**Short task:**
Extract each line of the listing below that contains the string "monument", treating the match as case-sensitive.

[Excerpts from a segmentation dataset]
---------------

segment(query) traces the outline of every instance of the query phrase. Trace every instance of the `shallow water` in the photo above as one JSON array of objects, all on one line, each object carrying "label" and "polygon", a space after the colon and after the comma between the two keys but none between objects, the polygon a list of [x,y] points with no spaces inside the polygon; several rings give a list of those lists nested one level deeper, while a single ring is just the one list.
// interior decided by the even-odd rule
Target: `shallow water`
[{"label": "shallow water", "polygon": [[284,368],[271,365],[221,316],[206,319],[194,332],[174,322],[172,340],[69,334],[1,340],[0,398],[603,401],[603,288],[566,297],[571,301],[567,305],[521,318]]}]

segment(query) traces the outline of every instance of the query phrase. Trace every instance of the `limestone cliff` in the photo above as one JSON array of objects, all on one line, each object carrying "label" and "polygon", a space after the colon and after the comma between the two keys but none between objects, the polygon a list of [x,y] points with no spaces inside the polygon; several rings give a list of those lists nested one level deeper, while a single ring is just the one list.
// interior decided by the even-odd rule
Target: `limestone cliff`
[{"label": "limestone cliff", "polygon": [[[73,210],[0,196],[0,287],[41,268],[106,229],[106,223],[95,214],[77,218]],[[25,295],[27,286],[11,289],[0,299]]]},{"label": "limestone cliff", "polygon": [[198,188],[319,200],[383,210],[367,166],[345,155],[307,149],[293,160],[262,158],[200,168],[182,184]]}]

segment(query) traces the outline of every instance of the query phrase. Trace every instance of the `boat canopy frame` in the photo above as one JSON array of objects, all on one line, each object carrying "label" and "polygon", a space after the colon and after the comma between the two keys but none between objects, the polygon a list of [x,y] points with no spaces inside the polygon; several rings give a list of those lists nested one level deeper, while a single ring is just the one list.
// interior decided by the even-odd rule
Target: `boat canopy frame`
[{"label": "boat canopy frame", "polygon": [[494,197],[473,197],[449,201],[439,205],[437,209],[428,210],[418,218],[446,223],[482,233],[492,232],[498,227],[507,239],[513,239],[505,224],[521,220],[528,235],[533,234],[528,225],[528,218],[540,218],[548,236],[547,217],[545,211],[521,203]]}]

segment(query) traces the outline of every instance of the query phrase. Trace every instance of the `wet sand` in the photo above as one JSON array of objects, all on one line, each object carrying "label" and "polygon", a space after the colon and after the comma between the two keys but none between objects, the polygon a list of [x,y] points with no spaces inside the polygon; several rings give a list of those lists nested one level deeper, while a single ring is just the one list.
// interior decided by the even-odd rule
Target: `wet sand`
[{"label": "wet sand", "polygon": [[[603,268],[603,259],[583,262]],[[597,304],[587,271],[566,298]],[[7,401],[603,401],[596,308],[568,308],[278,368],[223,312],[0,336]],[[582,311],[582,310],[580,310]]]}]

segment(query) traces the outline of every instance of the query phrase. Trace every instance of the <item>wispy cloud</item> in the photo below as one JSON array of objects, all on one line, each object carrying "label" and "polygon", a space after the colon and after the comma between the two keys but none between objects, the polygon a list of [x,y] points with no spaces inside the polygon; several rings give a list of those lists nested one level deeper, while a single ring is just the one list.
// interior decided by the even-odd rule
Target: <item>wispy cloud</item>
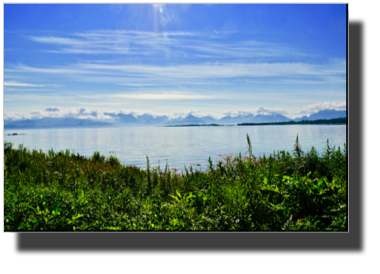
[{"label": "wispy cloud", "polygon": [[197,99],[213,99],[214,96],[172,92],[172,93],[128,93],[128,94],[107,94],[107,95],[78,95],[81,98],[92,99],[137,99],[137,100],[197,100]]},{"label": "wispy cloud", "polygon": [[4,82],[4,86],[12,86],[12,87],[46,87],[46,85],[18,83],[18,82],[15,82],[15,81]]},{"label": "wispy cloud", "polygon": [[[217,36],[215,34],[217,33]],[[219,42],[235,32],[143,32],[125,30],[97,30],[73,33],[68,37],[26,36],[27,39],[58,46],[47,52],[64,54],[133,54],[150,56],[157,51],[172,56],[197,56],[198,58],[249,58],[279,57],[303,54],[294,49],[268,42],[236,40]],[[205,40],[206,39],[206,40]],[[207,42],[206,42],[207,41]]]},{"label": "wispy cloud", "polygon": [[[37,68],[18,65],[19,71],[46,74],[99,74],[127,77],[158,77],[162,79],[220,79],[267,77],[314,77],[326,81],[329,77],[345,81],[345,66],[341,64],[312,65],[307,63],[203,63],[193,65],[153,66],[79,63],[69,66]],[[281,78],[279,78],[281,80]],[[285,78],[286,79],[286,78]],[[304,80],[304,79],[300,79]]]}]

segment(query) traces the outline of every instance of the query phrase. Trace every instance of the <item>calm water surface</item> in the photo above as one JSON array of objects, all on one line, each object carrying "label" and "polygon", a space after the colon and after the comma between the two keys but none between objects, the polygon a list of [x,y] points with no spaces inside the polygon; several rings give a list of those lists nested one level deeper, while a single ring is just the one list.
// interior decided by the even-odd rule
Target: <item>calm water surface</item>
[{"label": "calm water surface", "polygon": [[[17,132],[17,136],[8,133]],[[30,150],[48,152],[66,151],[86,157],[99,151],[105,156],[110,151],[116,154],[123,165],[146,168],[146,155],[150,165],[164,167],[166,159],[170,168],[183,170],[184,165],[202,164],[206,169],[208,157],[220,160],[219,155],[247,152],[247,133],[250,136],[253,154],[269,156],[273,150],[292,153],[298,139],[303,150],[312,146],[322,154],[326,140],[332,146],[346,143],[345,125],[289,125],[289,126],[227,126],[227,127],[128,127],[128,128],[71,128],[7,130],[4,140],[14,143],[14,148],[24,144]],[[248,154],[247,154],[248,155]],[[215,162],[216,163],[216,162]]]}]

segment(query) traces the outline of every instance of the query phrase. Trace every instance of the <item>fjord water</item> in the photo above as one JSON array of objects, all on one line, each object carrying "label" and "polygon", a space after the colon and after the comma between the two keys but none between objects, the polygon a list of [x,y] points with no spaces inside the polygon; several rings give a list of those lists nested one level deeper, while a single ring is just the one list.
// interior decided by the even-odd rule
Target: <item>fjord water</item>
[{"label": "fjord water", "polygon": [[[25,135],[12,135],[18,134]],[[346,125],[271,125],[271,126],[219,126],[219,127],[119,127],[119,128],[70,128],[29,129],[4,132],[4,141],[12,142],[13,148],[20,144],[33,150],[48,152],[61,150],[90,157],[94,151],[104,156],[114,152],[123,165],[146,168],[146,155],[152,167],[165,168],[166,159],[170,168],[183,170],[201,164],[207,169],[208,157],[216,164],[219,155],[230,153],[242,156],[247,152],[247,133],[251,139],[252,152],[258,157],[273,154],[273,151],[289,151],[298,134],[301,149],[306,152],[314,146],[321,155],[329,139],[343,149],[346,143]],[[247,154],[248,155],[248,154]]]}]

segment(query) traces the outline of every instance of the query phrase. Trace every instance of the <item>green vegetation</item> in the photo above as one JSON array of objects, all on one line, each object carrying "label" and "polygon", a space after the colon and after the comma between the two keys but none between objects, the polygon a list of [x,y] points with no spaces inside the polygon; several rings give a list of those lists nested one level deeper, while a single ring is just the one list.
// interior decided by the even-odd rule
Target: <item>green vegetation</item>
[{"label": "green vegetation", "polygon": [[256,158],[247,142],[248,156],[181,175],[6,142],[4,229],[347,231],[345,145],[318,156],[297,136],[293,155]]},{"label": "green vegetation", "polygon": [[320,119],[314,121],[289,121],[289,122],[273,122],[273,123],[242,123],[238,126],[267,126],[267,125],[345,125],[347,124],[347,118],[336,118],[336,119]]}]

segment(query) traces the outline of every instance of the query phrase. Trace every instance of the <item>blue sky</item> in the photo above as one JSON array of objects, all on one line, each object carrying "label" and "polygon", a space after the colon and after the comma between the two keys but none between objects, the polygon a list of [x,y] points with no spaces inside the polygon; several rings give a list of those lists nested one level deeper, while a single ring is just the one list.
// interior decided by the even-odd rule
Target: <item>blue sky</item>
[{"label": "blue sky", "polygon": [[346,109],[345,4],[3,4],[4,117]]}]

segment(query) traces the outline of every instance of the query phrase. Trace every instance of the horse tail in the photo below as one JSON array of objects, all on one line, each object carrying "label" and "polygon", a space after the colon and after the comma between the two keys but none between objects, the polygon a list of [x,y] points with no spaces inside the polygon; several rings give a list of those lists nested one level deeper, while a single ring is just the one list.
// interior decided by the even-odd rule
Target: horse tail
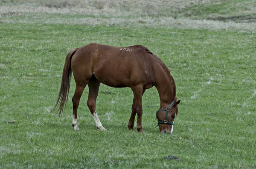
[{"label": "horse tail", "polygon": [[72,74],[71,59],[77,49],[78,48],[75,48],[70,51],[66,57],[65,64],[62,72],[61,89],[54,107],[54,109],[55,109],[58,106],[58,111],[59,112],[59,115],[60,116],[62,114],[63,109],[67,104],[66,101],[68,98],[68,93]]}]

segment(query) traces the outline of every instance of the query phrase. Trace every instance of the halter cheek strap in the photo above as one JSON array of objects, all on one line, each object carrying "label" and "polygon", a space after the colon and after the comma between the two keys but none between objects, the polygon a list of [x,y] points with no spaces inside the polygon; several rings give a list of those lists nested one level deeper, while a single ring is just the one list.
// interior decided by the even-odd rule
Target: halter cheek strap
[{"label": "halter cheek strap", "polygon": [[[166,108],[166,109],[160,109],[156,111],[156,116],[157,118],[157,126],[156,126],[155,127],[158,126],[159,125],[159,124],[162,124],[162,123],[165,123],[166,124],[168,124],[169,125],[171,125],[172,126],[173,126],[174,125],[173,123],[170,123],[170,122],[169,122],[168,120],[167,120],[167,117],[168,117],[168,111],[169,111],[169,110],[170,110],[170,108],[172,105],[172,104],[173,104],[174,103],[174,100],[173,101],[172,101],[172,103],[171,103],[170,105],[169,105],[168,107],[167,108]],[[166,111],[166,118],[163,121],[158,121],[158,119],[157,119],[157,112],[162,111]],[[172,129],[173,127],[172,127]],[[172,131],[171,131],[171,132],[172,132]]]}]

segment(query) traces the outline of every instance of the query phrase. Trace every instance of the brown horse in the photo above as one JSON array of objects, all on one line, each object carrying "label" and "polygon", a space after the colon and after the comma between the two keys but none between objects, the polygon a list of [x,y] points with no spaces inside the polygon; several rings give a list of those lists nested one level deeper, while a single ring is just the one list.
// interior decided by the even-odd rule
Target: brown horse
[{"label": "brown horse", "polygon": [[128,128],[133,129],[137,113],[137,130],[139,132],[143,132],[142,96],[146,89],[155,86],[159,94],[161,109],[156,112],[160,132],[172,132],[180,101],[177,101],[176,98],[174,80],[165,65],[147,48],[140,45],[122,48],[91,43],[71,50],[66,57],[61,89],[55,107],[59,106],[60,115],[67,100],[72,72],[76,84],[72,98],[72,125],[75,130],[79,130],[77,109],[80,97],[87,84],[87,105],[98,129],[106,130],[95,111],[99,88],[102,83],[113,87],[131,88],[134,99]]}]

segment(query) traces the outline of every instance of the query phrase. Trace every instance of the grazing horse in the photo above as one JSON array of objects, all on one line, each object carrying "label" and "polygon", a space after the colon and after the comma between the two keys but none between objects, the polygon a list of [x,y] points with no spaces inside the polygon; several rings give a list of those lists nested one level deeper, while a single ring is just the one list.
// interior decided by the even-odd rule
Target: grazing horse
[{"label": "grazing horse", "polygon": [[[55,107],[59,106],[60,115],[67,100],[72,72],[76,81],[72,98],[72,125],[79,130],[77,109],[80,97],[88,85],[87,105],[96,127],[105,130],[95,110],[96,99],[101,83],[113,87],[129,87],[134,94],[131,114],[128,128],[133,129],[137,115],[137,130],[142,126],[142,96],[145,90],[155,86],[160,98],[160,108],[156,112],[160,132],[172,133],[174,118],[180,101],[176,98],[176,87],[170,70],[163,62],[147,48],[140,45],[118,47],[91,43],[71,50],[66,57],[61,84]],[[167,108],[166,108],[167,107]]]}]

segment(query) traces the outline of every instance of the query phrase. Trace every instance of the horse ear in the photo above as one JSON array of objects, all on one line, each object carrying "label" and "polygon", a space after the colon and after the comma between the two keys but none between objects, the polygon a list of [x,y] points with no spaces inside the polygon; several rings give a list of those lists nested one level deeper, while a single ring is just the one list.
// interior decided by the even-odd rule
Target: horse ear
[{"label": "horse ear", "polygon": [[173,107],[175,107],[175,106],[177,106],[177,105],[179,104],[180,101],[180,100],[179,100],[177,101],[174,103],[174,104],[173,104]]}]

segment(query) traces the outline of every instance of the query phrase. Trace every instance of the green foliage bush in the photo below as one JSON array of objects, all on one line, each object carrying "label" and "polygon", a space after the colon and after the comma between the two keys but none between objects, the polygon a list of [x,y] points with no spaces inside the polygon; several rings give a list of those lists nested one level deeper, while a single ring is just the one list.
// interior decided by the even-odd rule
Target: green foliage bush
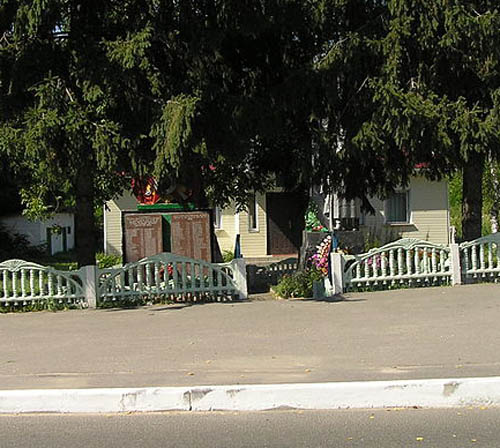
[{"label": "green foliage bush", "polygon": [[323,275],[315,268],[297,271],[292,275],[284,275],[273,288],[274,292],[284,299],[290,297],[312,297],[313,283],[322,280]]},{"label": "green foliage bush", "polygon": [[101,269],[112,268],[116,265],[122,264],[122,257],[120,255],[105,254],[104,252],[99,252],[96,254],[97,266]]},{"label": "green foliage bush", "polygon": [[43,248],[32,246],[23,235],[9,232],[0,224],[0,262],[16,259],[33,259],[43,253]]},{"label": "green foliage bush", "polygon": [[225,250],[222,252],[222,259],[224,260],[224,263],[229,263],[230,261],[233,261],[234,259],[234,253],[231,250]]}]

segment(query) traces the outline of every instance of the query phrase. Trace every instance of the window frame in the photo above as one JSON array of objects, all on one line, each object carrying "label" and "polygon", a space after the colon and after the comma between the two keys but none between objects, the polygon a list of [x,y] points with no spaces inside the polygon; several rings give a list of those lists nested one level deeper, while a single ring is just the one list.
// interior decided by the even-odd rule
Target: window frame
[{"label": "window frame", "polygon": [[218,205],[214,207],[214,229],[222,230],[222,208]]},{"label": "window frame", "polygon": [[[253,213],[250,207],[250,205],[252,204],[253,204]],[[254,215],[254,217],[252,217],[252,214]],[[252,226],[252,221],[255,221],[254,226]],[[257,201],[256,193],[253,193],[253,195],[250,196],[250,201],[248,203],[248,231],[251,233],[259,231],[259,204]]]},{"label": "window frame", "polygon": [[[406,199],[406,210],[405,210],[405,215],[406,215],[406,220],[404,221],[392,221],[389,219],[389,201],[391,198],[396,195],[396,194],[404,194],[405,199]],[[400,189],[396,190],[393,195],[388,197],[384,201],[384,222],[385,224],[388,224],[390,226],[400,226],[400,225],[409,225],[412,224],[412,212],[411,212],[411,207],[410,207],[410,189]]]}]

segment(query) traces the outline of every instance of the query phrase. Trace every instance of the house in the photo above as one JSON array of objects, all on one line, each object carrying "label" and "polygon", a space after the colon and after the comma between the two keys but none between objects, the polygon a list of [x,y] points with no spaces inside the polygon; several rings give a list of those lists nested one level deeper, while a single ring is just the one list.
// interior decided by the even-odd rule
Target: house
[{"label": "house", "polygon": [[[450,216],[448,185],[445,181],[431,182],[413,177],[407,189],[397,191],[387,200],[371,198],[375,215],[360,213],[355,202],[336,202],[335,220],[348,220],[359,227],[367,238],[384,244],[398,238],[418,238],[438,244],[448,244]],[[109,201],[104,212],[105,252],[123,253],[122,216],[137,210],[137,200],[131,194]],[[245,258],[273,260],[296,256],[302,240],[302,228],[297,220],[300,201],[293,193],[280,191],[257,193],[247,210],[235,206],[215,208],[214,228],[222,253],[233,251],[236,235],[240,235],[241,253]]]},{"label": "house", "polygon": [[30,221],[21,214],[0,218],[6,230],[24,236],[32,246],[47,246],[54,255],[75,247],[75,219],[73,213],[56,213],[46,221]]},{"label": "house", "polygon": [[[397,190],[387,200],[369,198],[375,214],[363,214],[356,201],[334,200],[333,222],[348,223],[365,240],[385,244],[399,238],[417,238],[436,244],[450,243],[448,184],[412,177],[408,188]],[[233,250],[240,234],[241,252],[247,258],[296,255],[301,230],[294,224],[297,200],[290,193],[257,194],[248,211],[234,207],[216,211],[215,233],[222,251]],[[342,244],[342,241],[340,241]]]}]

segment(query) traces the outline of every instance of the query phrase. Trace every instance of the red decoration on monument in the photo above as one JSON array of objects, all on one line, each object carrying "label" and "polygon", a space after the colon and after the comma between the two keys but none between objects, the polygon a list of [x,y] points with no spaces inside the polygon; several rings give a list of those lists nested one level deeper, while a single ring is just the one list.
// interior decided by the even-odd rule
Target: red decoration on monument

---------------

**Task response:**
segment(query) traces the outline of every instance of the query phrase. Trace every instance of the red decoration on monument in the photo above as one JSON array of objects, all on one line, each object carrying "label" and "polygon", a space after the colon and after the comma between the two keys but none between objects, the polygon a list of [x,y] points with no spaces inside the polygon; several rings give a list of those lists nested one level deeper, while a single ring is just the one list.
Target: red decoration on monument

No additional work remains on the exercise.